Tuesday 6 May 2014

Why the Russian economy matters

In Ukraine, fighting spread from the east to Odessa. Each day witnesses new battles and deaths, most recently in southern Mariupol although the now familiar battleground of Slavyansk continues to burn. Now, in a callow (or callous?) move, pro-Russian militias let civilians man the barricades in the east. Certainly, this may slow down the advance of Ukrainian troops, but it does nothing to protect ordinary people, Russians or Ukrainians, of eastern Ukraine. The nationwide elections of May 25th do seem hopeless, now, but so does the referendum planned in eastern Ukraine for May 11th. Russian troops may yet officially invade Ukraine.

On this dark background it seems perhaps misguided to focus, for a moment, on the state of the Russian economy. Yet we cannot avoid looking at this economy if we are to properly guess at the longer-term involvement of the Russian state in Ukraine - and in Russia itself.

Three questions are particularly pertinent.
  • Is the economy of Russia in trouble?
  • Is the state of the economy of Russia connected to Western sanctions?
  • Do Russian elites care about the state of the Russian economy?

> _SOURCE EXCERPT_
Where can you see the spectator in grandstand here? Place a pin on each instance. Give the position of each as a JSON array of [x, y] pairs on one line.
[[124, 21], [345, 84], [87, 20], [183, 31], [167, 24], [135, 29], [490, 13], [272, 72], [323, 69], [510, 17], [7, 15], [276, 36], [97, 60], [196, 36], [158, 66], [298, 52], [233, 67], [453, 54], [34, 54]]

> _TASK LIST_
(1) According to the post on why the Russian economy matters, on what date is the referendum in eastern Ukraine planned?
(2) In the post on why the Russian economy matters, substitute "roadblocks" for "barricades" and reproduce the passage from "Tuesday 6 May" to "officially invade Ukraine.".
(3) Extend the post on why the Russian economy matters, picking up after its final line.

> _THE RESULTS_
(1) May 11th

(2)
Tuesday 6 May 2014

Why the Russian economy matters

In Ukraine, fighting spread from the east to Odessa. Each day witnesses new battles and deaths, most recently in southern Mariupol although the now familiar battleground of Slavyansk continues to burn. Now, in a callow (or callous?) move, pro-Russian militias let civilians man the roadblocks in the east. Certainly, this may slow down the advance of Ukrainian troops, but it does nothing to protect ordinary people, Russians or Ukrainians, of eastern Ukraine. The nationwide elections of May 25th do seem hopeless, now, but so does the referendum planned in eastern Ukraine for May 11th. Russian troops may yet officially invade Ukraine.

(3)
On the first question: Yes, the economy of Russia is in trouble, in the short term but, much more importantly, over the medium to long term, too. In Q1 for 2014, Russian GDP contracted by 0.5% according to the Russian Ministry for the Economy, which also states that growth may not exceed 0.5% for the year. Now, Maksim Oreshkin of the Russian Ministry of Finance has confirmed that Russian GDP is set to contract again in Q2, meaning that Russia is technically in a recession.

This is not, or not primarily, due to Western sanctions, however. Russian economic growth has been sluggish for a while. Last year, for instance, the IMF measured Russian GDP as 1.3%. Admittedly, this growth has now been downgraded to a projected 0.2% (the OECD project a 0.5% growth rate for 2014), but even if growth for 2014 were to equal that of 2013, it would hardly be impressive. Remember, this is a BRIC we are talking about - one of the four great developing economies (together with Brazil, India, and China - and South Africa for BRICS) immortalised for a decade by Jim O'Neill of Goldman Sachs. You cannot really blame O'Neill for the comparison; it made fine sense in 2001 and the years thereafter.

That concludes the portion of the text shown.